§ Text excerpt:
:::::

Sam is very clearly in the wrong here, but is your argument for why he sucks seriously that he said “we should not brand people as heretics for disagreeing with my point of view?”
we should not brand people who make qualified and substantive points as heretics, but his framing is wrong and a common abuse of the notion of the 'marketplace of ideas'.
Inherent to the functioning of debate is that debates are settled, just like exchanges in a market. That's their only function. Constant debate of an ever-increasing number of talking points, by definition, renders any notion of progress impossible. So when Sam draws on Galileo as a figure, the conclusion is not, we need to listen to him because he's a human being but, we needed to listen to him because he made a substantiated point. The reverse is obviously silly, nobody in physics argues that we need to debate geocentrism in the year 2024 to advance modern physics.
Likewise not debating someone who just makes random homophobic remarks doesn't impede the progress of the sciences, it doesn't even impede the progress in ethics. Even the reverse is true, horrible regimes with no free exchange whatsoever still produced a lot of novel physics.
>Inherent to the functioning of debate is that debates are settled, just like exchanges in a market. That's their only function. Constant debate of an ever-increasing number of talking points, by definition, renders any notion of progress impossible.
Some debates might be settled for some time, but I don't think "settled" is inherent in the functioning of a debate, and certainly not any sense of permanence even if they are "settled" at the moment. Were that the case, we wouldn't right here and now be debating what is clearly "settled" free speech policy of "you have to allow shitty people to say shitty things" (see National Socialist Party of America v. Village of Skokie).
Or maybe I have that wrong and the settled policy is "socialist aren't allowed to tell you to resist the draft" (see Schenck v. United States).
I imagine if we went further back in time, plenty of people thought the debate over the legal status of slaves was "settled". Similarly the divine right of kings was "settled" as well.
Or back to more modern times, I imagine the "settled" rightful disposition of say Palestine, Taiwan or the Ukraine to depends an awful lot on where you live.

:::::

[Saved entries]
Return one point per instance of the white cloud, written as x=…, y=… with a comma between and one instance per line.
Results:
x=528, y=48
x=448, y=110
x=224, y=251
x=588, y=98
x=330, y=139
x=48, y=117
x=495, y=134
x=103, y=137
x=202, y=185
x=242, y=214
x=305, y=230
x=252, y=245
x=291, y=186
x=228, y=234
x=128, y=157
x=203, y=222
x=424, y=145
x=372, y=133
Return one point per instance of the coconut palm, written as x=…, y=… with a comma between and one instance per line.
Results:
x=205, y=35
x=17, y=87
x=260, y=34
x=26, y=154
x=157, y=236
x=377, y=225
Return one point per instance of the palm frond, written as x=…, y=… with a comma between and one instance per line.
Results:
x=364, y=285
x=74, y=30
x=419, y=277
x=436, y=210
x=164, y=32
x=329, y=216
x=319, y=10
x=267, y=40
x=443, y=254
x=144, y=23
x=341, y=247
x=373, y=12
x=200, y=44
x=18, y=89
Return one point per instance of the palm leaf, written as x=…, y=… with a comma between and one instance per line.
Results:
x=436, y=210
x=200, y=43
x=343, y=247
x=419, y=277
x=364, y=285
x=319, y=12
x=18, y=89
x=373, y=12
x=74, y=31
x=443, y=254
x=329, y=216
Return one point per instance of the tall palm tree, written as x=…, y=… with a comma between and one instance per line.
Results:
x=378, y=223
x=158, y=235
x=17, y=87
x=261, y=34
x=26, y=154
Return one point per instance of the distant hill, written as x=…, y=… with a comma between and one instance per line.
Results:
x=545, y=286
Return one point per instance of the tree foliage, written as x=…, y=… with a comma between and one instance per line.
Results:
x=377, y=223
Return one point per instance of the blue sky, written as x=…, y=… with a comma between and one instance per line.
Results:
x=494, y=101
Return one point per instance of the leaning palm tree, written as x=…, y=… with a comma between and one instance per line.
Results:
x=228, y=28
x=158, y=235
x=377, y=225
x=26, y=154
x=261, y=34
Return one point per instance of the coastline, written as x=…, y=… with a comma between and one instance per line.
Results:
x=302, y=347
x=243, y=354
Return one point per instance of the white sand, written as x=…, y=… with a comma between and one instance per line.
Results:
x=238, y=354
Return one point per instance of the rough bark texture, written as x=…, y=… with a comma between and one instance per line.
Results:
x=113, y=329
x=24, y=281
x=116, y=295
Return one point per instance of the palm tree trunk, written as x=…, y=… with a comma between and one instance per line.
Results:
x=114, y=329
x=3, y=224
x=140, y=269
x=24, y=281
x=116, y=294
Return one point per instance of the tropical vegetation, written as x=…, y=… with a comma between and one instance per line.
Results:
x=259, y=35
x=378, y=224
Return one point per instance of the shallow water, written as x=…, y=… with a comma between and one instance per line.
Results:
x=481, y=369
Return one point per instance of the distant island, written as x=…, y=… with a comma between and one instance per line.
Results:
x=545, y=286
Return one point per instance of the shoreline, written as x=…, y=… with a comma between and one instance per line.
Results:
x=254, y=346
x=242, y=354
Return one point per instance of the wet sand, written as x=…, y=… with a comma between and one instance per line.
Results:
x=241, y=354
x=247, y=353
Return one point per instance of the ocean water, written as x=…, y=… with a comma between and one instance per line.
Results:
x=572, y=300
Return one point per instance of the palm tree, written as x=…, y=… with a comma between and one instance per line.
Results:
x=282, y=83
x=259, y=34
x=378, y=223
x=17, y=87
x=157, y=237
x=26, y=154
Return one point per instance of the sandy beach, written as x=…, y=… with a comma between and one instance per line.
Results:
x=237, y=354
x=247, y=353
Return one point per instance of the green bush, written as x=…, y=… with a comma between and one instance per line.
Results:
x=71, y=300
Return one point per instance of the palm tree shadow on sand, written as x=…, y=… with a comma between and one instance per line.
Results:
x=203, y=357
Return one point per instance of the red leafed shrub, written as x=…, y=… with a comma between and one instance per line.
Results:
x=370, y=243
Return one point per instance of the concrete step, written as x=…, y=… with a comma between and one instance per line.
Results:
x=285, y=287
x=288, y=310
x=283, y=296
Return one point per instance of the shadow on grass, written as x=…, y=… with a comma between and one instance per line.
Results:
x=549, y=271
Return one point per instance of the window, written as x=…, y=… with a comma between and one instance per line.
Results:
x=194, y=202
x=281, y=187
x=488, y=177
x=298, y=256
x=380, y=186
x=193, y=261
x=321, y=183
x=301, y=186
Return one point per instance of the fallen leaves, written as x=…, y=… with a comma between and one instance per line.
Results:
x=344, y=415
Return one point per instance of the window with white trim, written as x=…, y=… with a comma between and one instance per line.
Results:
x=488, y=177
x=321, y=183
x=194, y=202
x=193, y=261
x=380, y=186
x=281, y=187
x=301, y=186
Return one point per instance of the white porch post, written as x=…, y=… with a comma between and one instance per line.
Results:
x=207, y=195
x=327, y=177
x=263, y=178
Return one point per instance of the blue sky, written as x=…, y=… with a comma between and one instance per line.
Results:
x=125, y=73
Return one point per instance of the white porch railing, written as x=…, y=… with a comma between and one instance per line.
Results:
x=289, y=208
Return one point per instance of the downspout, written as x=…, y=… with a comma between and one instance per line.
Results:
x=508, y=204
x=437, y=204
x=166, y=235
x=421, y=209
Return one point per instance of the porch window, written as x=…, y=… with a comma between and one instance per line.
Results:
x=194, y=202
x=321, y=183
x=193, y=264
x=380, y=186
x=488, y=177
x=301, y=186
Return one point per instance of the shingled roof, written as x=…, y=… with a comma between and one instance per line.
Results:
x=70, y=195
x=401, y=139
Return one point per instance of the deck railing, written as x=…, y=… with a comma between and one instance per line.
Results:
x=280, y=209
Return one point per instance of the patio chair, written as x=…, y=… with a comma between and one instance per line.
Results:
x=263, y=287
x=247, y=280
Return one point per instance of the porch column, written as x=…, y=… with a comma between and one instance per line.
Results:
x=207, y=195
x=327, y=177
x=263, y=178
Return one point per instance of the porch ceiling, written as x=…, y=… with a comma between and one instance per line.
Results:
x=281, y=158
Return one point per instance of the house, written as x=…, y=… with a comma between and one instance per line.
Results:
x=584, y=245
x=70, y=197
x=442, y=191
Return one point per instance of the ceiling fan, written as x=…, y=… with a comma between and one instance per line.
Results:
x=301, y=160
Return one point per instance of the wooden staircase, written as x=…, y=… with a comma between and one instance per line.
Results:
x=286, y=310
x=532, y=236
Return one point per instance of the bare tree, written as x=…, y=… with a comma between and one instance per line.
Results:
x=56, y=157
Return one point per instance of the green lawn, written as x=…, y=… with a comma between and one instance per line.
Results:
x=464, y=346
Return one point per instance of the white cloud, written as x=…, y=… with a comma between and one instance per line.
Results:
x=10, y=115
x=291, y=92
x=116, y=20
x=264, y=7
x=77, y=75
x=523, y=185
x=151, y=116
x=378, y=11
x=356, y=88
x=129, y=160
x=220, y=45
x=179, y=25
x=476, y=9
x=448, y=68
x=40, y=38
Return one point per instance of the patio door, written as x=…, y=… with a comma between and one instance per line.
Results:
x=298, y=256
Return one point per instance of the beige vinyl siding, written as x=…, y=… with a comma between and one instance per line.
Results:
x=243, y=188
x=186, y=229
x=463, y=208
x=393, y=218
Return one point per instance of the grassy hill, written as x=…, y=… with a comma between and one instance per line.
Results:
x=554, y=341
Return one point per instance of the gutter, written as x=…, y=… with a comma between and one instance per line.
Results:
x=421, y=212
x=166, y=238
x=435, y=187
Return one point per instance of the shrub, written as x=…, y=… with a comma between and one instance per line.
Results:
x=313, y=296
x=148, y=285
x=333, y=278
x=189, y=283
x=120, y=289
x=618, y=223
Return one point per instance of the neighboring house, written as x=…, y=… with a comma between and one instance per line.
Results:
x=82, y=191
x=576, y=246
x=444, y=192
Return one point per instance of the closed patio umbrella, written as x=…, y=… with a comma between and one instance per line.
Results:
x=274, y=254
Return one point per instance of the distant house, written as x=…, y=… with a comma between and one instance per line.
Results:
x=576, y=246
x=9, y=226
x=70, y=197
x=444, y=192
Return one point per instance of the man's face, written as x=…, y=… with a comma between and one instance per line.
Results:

:::::

§ Using the information:
• 1. In the free speech discussion, which court case is cited for the policy that socialists aren't allowed to tell you to resist the draft?
• 2. Continue the free speech discussion from where it stops.

§ Task results:
• 1. Schenck v. United States.

• 2.
>plenty of people thought the debate over the legal status of slaves was "settled"
Are you saying plenty of people don't consider it to be settled now? Not knowing you personally I'd be willing to bet almost any amount you are not genuinely open to be persuaded by a pro-slavery or divine monarchy debate. People weren't argued into their shackles and neither were they argued out of them. Just look at the US DoI. It says "we hold those truths to be self-evident.." not "we invite you to make a pro and con list of everything every so often" and hash it out again.
When debate is productive the most important qualifier is never free, it's always reasoned and on shared moral principles. Borders are so violent exactly because they're truly "up for debate". Geopolitics is in a real state of anarchy. The logical endpoint of which is might makes right physical conflict. Mind you European borders today are not "debated" that way, and we consider that a win. If someone said "All European borders must be up for debate!" you'd be somewhat concerned.
I mean, that is precisely why US domestic debate is increasingly breaking down and violent. Not because it's not free enough but because it's too free. Because there's no ethical or rational ground underpinning it. So Sam has it exactly wrong. A community that has no shared conception of the fundamental rights of its people is likely in no condition to debate anything.
>Are you saying plenty of people don't consider it to be settled now?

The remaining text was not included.